§ Region pointing data
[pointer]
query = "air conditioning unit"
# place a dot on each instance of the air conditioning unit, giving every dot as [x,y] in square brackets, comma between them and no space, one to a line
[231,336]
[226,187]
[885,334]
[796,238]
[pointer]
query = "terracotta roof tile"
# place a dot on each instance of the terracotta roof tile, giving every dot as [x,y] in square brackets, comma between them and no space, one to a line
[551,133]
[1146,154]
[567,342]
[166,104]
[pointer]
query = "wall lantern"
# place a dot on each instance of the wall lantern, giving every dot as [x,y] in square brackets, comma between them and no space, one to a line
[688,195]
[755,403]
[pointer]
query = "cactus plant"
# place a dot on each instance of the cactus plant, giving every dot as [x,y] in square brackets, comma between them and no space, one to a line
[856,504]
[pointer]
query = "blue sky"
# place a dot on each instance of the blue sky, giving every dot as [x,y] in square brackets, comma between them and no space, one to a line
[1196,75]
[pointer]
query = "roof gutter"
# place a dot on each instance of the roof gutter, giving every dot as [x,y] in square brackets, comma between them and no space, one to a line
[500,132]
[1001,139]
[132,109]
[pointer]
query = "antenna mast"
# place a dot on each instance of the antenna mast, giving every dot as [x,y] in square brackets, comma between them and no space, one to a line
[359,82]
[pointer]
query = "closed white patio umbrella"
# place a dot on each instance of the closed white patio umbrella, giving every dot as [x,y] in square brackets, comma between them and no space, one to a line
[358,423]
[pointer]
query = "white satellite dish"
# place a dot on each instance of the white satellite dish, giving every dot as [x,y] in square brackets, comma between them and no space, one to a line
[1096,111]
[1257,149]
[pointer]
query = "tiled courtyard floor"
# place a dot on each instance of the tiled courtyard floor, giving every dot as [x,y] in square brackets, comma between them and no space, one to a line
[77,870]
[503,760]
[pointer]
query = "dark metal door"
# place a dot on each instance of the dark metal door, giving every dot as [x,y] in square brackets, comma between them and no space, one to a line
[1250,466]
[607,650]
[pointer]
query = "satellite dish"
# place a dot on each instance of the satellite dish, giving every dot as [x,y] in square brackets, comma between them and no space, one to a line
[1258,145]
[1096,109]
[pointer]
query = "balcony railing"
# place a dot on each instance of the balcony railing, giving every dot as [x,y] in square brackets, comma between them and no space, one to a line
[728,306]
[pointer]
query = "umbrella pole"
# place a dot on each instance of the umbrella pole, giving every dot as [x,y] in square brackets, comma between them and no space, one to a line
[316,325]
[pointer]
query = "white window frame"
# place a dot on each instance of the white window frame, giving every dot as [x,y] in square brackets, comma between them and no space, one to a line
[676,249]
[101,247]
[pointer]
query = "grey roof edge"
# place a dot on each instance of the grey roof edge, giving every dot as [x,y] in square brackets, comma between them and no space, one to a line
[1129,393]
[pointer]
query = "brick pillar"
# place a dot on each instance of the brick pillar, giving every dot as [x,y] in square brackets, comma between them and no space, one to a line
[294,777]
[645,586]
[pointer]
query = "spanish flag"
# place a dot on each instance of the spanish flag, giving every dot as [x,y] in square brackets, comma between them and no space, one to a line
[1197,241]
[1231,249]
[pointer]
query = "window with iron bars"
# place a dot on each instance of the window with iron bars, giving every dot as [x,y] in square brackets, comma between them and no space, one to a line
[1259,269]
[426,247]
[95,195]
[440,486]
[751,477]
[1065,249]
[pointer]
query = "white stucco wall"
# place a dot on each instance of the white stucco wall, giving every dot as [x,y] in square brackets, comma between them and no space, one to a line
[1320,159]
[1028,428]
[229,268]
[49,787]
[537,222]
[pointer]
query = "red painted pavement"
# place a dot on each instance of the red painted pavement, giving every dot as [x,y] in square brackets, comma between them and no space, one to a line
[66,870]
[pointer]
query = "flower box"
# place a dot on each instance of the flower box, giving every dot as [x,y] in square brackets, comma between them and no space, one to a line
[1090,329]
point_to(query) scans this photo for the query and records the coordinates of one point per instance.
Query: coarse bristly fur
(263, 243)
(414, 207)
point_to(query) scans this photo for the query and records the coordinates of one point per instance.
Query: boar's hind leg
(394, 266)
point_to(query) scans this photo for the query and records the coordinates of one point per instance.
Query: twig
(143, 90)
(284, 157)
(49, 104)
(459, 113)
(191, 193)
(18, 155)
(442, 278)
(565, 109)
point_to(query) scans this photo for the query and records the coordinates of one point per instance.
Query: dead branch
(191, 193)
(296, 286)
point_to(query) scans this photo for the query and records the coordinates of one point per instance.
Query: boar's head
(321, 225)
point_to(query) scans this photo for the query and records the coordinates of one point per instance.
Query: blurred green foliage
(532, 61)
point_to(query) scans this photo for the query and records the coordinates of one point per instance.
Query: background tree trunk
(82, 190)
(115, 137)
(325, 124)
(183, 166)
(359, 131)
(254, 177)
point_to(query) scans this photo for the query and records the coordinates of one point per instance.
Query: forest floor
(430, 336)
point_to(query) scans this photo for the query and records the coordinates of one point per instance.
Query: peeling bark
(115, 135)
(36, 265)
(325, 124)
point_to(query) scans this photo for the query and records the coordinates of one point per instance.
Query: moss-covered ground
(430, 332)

§ Your task
All entries above are to be transcribed verbatim.

§ Solution below
[pointer]
query = "air conditioning unit"
# place a dot on each instance of the air conditioning unit, giving every dot as [x,y] in square brackets, comma between them and no space, one to a line
[231,336]
[226,187]
[885,334]
[796,238]
[pointer]
query = "terracotta roof tile"
# place a dot on each instance of the terracotta roof tile, giving every dot as [x,y] in square brackets, comma between them and no space, one to a line
[551,133]
[1146,154]
[567,342]
[166,104]
[pointer]
query = "wall lantern"
# place a dot on each instance of the wall lantern, giving every dot as [x,y] in square brackets, comma between them and no space, one to a line
[688,195]
[755,403]
[pointer]
query = "cactus plant"
# place a dot on each instance of the cactus plant, giving every dot as [x,y] in square brackets, comma between them and no space, one to a line
[856,504]
[pointer]
query = "blue sky"
# place a dot on each instance of the blue sky, giving every dot as [x,y] in square brackets, comma between them and no space, one to a line
[1196,75]
[pointer]
query = "roof gutter"
# place a dot on each instance of the roof gutter, giving every dot as [x,y] in square brackets, comma between them and no space, one to a line
[500,132]
[1001,139]
[132,109]
[pointer]
query = "antenna mast"
# place a dot on each instance of the antenna mast, giving every dot as [x,y] in square brackets, comma between them and no space, one to a line
[359,82]
[pointer]
query = "closed white patio umbrella"
# place a dot on each instance of the closed white patio umbrella, giving every dot as [x,y] in square brackets, comma between them and no space, one to a line
[358,423]
[pointer]
query = "white satellite dish"
# place a dot on each instance of the white satellite dish, giving every dot as [x,y] in square brackets, comma between them and no space, one to a line
[1096,111]
[1257,149]
[pointer]
query = "tiled courtyard floor"
# place a dot on each instance of the tiled courtyard floor, giving every dot as [x,y] in square brackets, comma between them and no space, one to a line
[77,870]
[503,760]
[pointer]
query = "dark metal door"
# place a dot on each instance of the dark metal door, giving every dot as [x,y] in square brackets, comma between them and no space, one to a line
[1250,466]
[607,650]
[pointer]
query = "satellite dish"
# place a dot on each instance of the satellite dish, giving every dot as [x,y] in square brackets, comma between them and no space, one to a line
[1258,145]
[1096,109]
[pointer]
query = "balcony railing"
# place a dot on each instance of the balcony railing, giving every dot as [x,y] in square brackets, comma between them and no space, one to a line
[728,306]
[pointer]
query = "umbrella pole"
# place a dot on each instance of the umbrella pole, giving every dot as [x,y] in square brackets, comma between them and no space, one to a line
[316,325]
[pointer]
query = "white window frame"
# place a dot on each instance of the white window frame, giving every dot as [x,y] in square brackets, comma between them and no space, one to a line
[676,249]
[101,247]
[pointer]
query = "grey roof edge"
# place a dot on each instance of the grey roof edge, giving every dot as [x,y] in square brackets, comma between them and no space, one to a line
[1129,393]
[pointer]
query = "brick pillar"
# place a dot on each instance of the brick pillar, giving every dot as [x,y] in square brackets, comma between them and no space, one to a line
[294,777]
[645,586]
[pointer]
query = "spanish flag"
# place a dot on each instance of the spanish flag, giving every dot as [x,y] in square brackets, comma between them and no space, one to a line
[1197,241]
[1231,249]
[pointer]
query = "window with iron bars"
# place a dot on each instance of the window with iron bars, giving every dot as [x,y] in square brackets, comma between them and no space, one to a line
[1259,269]
[426,247]
[95,195]
[440,486]
[751,477]
[1065,249]
[pointer]
query = "white stucco wall"
# place a dot on each instance of the white stucco wall, giving every dot as [x,y] in square brackets, comma between them and no space, one to a line
[1320,159]
[1028,428]
[229,268]
[49,787]
[537,222]
[pointer]
query = "red painted pavement"
# place a dot on each instance of the red painted pavement, giving every dot as [x,y] in square brackets, comma between them and no space, one to a line
[66,870]
[pointer]
query = "flower box"
# place a dot on each instance of the flower box, giving every dot as [x,y] in square brackets, comma between them and no space, one to a line
[1090,329]
point_to(query) scans this photo for the query and records the coordinates of one point per instance.
Query: coarse bristly fur
(263, 243)
(414, 207)
point_to(query) scans this photo for the query and records the coordinates of one point per instance.
Query: boar's hind leg
(394, 266)
point_to(query) scans this photo for the query and records the coordinates of one point per instance.
Query: twig
(143, 90)
(284, 157)
(49, 104)
(459, 113)
(191, 193)
(18, 155)
(442, 278)
(565, 109)
point_to(query) scans this photo for the query and records the coordinates of one point per instance.
Query: dead branch
(191, 193)
(296, 286)
point_to(query) scans this photo for the query and records the coordinates of one point per instance.
Query: boar's head
(321, 225)
point_to(query) scans this photo for the query and records the coordinates of one point per instance.
Query: blurred green foliage
(532, 61)
point_to(query) scans this photo for the query and records the coordinates of one point per instance.
Query: background tree trunk
(82, 190)
(115, 137)
(325, 124)
(183, 166)
(359, 131)
(254, 177)
point_to(query) scans this photo for the query and records the coordinates of one point per instance.
Query: forest floor
(430, 336)
point_to(query) scans this photo for the query and records the coordinates of one point per instance.
Query: peeling bark
(115, 135)
(36, 265)
(325, 124)
point_to(query) scans this photo for the query and records the coordinates of one point per instance.
Query: moss-covered ground
(430, 332)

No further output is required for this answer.